Instructions to follow>
Write out the lines from the one containing "the orange bollard" to the one containing "[(271, 182)]", copying each exactly as it appears.

Data provided>
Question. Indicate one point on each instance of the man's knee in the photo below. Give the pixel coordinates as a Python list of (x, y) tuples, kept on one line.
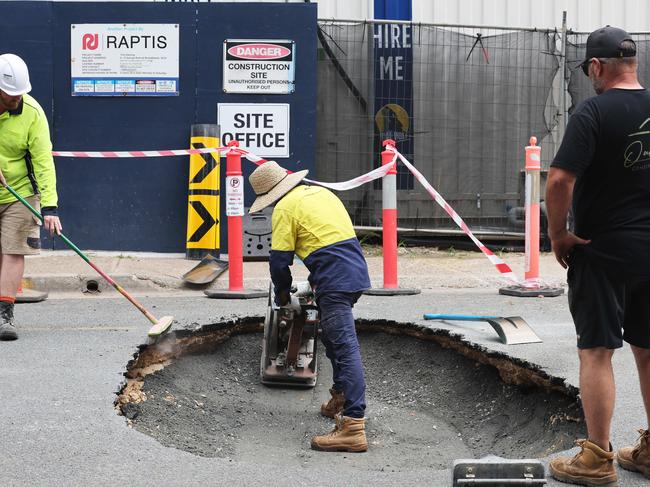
[(641, 354), (595, 355)]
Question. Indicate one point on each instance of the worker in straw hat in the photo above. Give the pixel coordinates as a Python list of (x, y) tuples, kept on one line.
[(312, 223)]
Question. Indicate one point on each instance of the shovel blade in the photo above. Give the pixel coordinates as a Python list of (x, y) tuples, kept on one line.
[(205, 271), (514, 330)]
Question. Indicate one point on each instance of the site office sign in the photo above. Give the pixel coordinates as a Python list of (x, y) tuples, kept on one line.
[(124, 59), (261, 128), (259, 66)]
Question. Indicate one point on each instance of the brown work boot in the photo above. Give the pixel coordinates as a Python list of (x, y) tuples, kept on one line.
[(591, 466), (335, 405), (636, 458), (349, 435)]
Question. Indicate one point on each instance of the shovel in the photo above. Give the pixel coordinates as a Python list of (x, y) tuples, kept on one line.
[(512, 330), (205, 271)]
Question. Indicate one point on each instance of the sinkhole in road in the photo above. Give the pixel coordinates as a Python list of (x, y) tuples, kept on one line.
[(432, 398)]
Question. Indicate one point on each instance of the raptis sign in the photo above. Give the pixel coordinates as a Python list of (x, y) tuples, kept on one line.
[(258, 66), (124, 59)]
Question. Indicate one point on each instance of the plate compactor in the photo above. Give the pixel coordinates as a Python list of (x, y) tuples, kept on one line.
[(289, 345)]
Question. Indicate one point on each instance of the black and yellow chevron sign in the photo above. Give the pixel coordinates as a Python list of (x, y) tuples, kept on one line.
[(203, 198)]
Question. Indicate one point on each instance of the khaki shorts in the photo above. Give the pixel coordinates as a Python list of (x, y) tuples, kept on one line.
[(20, 231)]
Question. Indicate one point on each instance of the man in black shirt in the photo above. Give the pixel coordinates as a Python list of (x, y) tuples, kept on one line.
[(603, 166)]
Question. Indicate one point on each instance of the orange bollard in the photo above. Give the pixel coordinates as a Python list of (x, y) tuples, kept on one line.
[(235, 213), (389, 229), (532, 287), (533, 168)]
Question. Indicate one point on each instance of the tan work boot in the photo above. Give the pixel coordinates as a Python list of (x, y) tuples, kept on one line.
[(349, 435), (637, 458), (334, 406), (591, 466)]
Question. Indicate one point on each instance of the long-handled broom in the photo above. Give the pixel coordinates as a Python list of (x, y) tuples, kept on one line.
[(159, 327)]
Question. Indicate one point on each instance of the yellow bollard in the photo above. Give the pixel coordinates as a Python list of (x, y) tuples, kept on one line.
[(203, 195)]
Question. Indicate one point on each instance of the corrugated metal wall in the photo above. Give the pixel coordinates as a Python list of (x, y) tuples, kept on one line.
[(582, 15)]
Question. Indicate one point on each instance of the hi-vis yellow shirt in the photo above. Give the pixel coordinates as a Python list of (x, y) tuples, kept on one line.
[(311, 222), (309, 218), (26, 153)]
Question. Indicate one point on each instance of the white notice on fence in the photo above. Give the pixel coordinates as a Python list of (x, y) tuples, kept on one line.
[(234, 196), (260, 128), (124, 59)]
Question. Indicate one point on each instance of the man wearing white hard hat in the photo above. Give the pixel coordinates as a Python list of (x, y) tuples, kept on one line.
[(27, 166), (312, 223)]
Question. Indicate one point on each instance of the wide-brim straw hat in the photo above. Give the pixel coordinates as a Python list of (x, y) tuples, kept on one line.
[(271, 182)]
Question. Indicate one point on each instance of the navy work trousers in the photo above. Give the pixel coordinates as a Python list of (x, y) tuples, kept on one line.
[(342, 348)]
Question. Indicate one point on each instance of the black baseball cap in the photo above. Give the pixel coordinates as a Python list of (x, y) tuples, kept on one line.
[(606, 43)]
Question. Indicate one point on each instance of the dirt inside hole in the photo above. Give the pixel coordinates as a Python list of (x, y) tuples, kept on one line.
[(428, 404)]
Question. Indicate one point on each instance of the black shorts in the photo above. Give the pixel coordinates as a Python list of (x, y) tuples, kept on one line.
[(607, 308)]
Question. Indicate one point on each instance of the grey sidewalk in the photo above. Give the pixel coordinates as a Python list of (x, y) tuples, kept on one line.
[(64, 271)]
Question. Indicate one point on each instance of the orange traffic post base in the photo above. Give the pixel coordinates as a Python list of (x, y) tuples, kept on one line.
[(532, 286), (235, 213), (389, 216)]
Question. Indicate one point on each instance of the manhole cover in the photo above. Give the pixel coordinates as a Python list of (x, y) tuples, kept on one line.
[(427, 405)]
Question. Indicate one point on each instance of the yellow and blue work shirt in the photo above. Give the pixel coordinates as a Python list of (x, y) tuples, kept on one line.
[(26, 153), (312, 223)]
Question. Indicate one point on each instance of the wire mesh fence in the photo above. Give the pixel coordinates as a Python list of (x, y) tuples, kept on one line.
[(461, 104)]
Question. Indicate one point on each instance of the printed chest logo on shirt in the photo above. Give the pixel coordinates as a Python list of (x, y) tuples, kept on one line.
[(637, 152)]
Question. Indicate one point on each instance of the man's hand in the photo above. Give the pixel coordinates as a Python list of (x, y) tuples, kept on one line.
[(52, 224), (293, 304), (562, 245)]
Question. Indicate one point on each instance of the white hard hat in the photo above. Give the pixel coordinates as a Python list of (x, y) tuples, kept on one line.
[(14, 76)]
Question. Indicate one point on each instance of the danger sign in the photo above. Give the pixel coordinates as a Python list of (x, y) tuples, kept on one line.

Final result>
Question. Indicate one point on each instance of the orange bollard in the photo above. Give the pixel coordinates as a Python list of (x, y) tuples, kept on one line.
[(235, 213), (389, 229), (532, 287), (533, 168)]
Question. Indicate one point on each instance of the tan work boot in the photo above. Give the pixel coordinates as a Python list of (x, y) tuples, kept on one line.
[(349, 435), (637, 458), (334, 406), (591, 466)]
Question. Indicate one point on each instance of the long-handled broom in the photo above. Give the pixel coordinates as a Python list of (x, y) tuples, kept on one line.
[(159, 327)]
Question. Indicate one point on each instance of the yellow bollard in the photo above. Give the pixel coordinates as a Python list of (x, y) tuples, kept on one line.
[(203, 195)]
Question. Indicate one point on each instance of the corrugated metal wall in the photo above. Give the pixel coordinates as a Python list of (x, y) tuples, kept on one line.
[(582, 15)]
Question. Indicate one point on each instance of the hi-vis yellow shirt in the photo above. Give the pixel coordinates as a Python list of (x, y) tuples, kept on one line.
[(311, 222), (309, 218), (26, 153)]
Question. Indicate one point on each instance of the white notice on fence in the photo above. Give the pixel coordinates as a Python list of (x, y) tuples, kept on one line.
[(234, 196), (260, 128), (124, 59)]
Question. Indicate one point on each instance of the man wearing white hard hat in the photo above. Give the pixel coordinates as a Python list of (x, y) tuples, kept on one line.
[(27, 166), (312, 223)]
Question. Indicate one point on each instance of the wide-brim straw hat in the photo above. Give the pixel coordinates as a Python list of (x, y) tuples, kept on one line.
[(271, 182)]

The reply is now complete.